Document excerpt:
— START —

Friday, October 29, 2010

35 ... Not Sure If I Am Ready or Not ... Can I Be 29 and Holding?


So, as a little girl I always thought that you would feel different the older you got.  I can't speak for others, only myself, but, I don't feel much different.  I feel like Kelli, only slightly more stressed, a little more weight, much different priorities, major issues with vascular congestion in my legs from having babies, but, still me underneath it all.  I guess I am still waiting on that feeling different part ~ only different I feel is that I am turning more and more into my mother and other relatives I promised I would never be.

Sierra is 14 years old and wants to go out on Halloween with a few of her girlfriends to go Trick or Treating.  Actually, I am surprised they still want to do that at this point, but, I am trying to very slowly let a little slack on the apron strings.  I remember when she was less than 5 days old and I cried thinking that one day she would grow up and leave me.  I mean, really, I had some issues. lol.  However, somehow those feeling from 14 years ago are popping back and I am so scared about her growing up and one day flying the coop to begin her life on her own.  I want so much for her and feeling like I only have a few more years to instill in her all I want her to know.  Then I sit back and remember that life is a process and we all have to learn.  The best gift I can give any of my children is to try and keep communication open and try to help them without letting them know.  I know there is a fine line of being a parent or being a friend .... somehow as she grows older I want to find that line, where I can be both.  Some say it is impossible ~ and maybe for them it is ~ but, I don't have to fall into that because others say what is and isn't.  This is my family and I am slowly learning to stand up for what I want for my children and my family.  Problem is that I have yet figured out how to stand up for me ~ ~ that is still a work in the progress and I guess that inner little girl never goes away when it comes to standing up for me.

— END —

Dataset section:
— START —

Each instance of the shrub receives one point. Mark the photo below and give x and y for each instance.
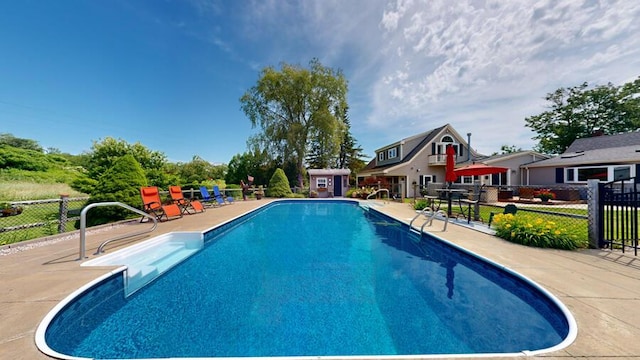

— END —

Exercise tasks:
A - In the blog post, list every way the writer says she is different now while still feeling like herself underneath.
B - Answer these questions from the blog post:
(i) On what date was it posted?
(ii) How old is Sierra?
(iii) What does the writer call the best gift she can give any of her children?
C - Reproduce the blog post word for word, starting with "Friday, October 29, 2010" and going on through "would never be.".
The lines are separate material with no connection to the blog post.

Task solutions:
A -
slightly more stressed
a little more weight
much different priorities
major issues with vascular congestion in her legs from having babies

B -
(i) Friday, October 29, 2010
(ii) 14 years old
(iii) To try and keep communication open and try to help them without letting them know

C -
Friday, October 29, 2010

35 ... Not Sure If I Am Ready or Not ... Can I Be 29 and Holding?


So, as a little girl I always thought that you would feel different the older you got.  I can't speak for others, only myself, but, I don't feel much different.  I feel like Kelli, only slightly more stressed, a little more weight, much different priorities, major issues with vascular congestion in my legs from having babies, but, still me underneath it all.  I guess I am still waiting on that feeling different part ~ only different I feel is that I am turning more and more into my mother and other relatives I promised I would never be.